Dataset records
+-------+
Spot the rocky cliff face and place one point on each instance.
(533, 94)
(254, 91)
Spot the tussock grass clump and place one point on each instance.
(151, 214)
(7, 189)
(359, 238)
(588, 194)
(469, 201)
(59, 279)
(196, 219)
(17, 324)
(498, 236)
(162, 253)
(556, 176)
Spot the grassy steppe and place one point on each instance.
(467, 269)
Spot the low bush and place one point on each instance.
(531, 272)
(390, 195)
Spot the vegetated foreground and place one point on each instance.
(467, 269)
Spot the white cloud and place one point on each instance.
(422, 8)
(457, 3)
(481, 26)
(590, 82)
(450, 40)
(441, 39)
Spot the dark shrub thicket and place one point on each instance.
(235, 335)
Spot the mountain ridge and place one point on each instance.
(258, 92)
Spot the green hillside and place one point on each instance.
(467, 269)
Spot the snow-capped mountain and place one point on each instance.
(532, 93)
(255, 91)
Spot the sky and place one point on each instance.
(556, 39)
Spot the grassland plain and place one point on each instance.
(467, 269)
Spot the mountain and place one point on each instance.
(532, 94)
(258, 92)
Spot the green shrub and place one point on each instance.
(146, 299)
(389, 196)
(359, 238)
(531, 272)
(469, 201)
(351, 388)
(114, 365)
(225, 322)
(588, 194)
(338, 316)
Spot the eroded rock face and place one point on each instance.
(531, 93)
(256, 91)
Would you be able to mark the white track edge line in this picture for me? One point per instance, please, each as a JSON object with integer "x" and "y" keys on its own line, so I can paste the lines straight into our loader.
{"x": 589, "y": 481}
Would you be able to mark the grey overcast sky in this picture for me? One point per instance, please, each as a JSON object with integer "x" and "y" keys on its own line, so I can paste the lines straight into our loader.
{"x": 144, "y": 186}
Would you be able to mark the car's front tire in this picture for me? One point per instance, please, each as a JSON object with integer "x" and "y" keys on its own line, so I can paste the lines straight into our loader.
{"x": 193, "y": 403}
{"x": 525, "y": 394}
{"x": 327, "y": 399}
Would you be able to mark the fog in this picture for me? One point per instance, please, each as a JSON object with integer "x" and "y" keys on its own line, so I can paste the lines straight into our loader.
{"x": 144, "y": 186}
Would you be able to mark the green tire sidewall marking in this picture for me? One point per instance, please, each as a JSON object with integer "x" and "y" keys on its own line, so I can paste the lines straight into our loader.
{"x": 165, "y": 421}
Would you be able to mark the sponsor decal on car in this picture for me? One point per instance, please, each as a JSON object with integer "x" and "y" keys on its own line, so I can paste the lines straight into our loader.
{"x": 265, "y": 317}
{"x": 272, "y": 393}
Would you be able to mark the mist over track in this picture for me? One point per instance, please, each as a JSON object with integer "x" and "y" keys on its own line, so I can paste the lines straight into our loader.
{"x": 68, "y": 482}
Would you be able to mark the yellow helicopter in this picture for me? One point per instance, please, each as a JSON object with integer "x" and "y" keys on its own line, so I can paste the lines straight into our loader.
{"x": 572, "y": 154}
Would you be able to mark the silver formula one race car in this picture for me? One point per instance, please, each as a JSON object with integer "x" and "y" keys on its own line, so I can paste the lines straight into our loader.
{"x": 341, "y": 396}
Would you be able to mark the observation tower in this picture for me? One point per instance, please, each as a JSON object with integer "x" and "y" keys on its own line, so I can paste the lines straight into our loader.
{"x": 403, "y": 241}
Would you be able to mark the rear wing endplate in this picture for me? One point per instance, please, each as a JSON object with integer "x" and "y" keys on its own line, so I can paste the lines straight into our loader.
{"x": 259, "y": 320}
+-------+
[Task objective]:
Rewrite the lines from the line containing "Would you be able to mark the rear" through the end of the records as a numbered list, skipping any blank lines.

[Exercise result]:
1. Would you be able to mark the rear wing endplate in this picture for me? One point per instance, please, each as a JSON object with integer "x" and "y" keys on its own line, so I can paste the lines straight into our loader.
2. {"x": 259, "y": 320}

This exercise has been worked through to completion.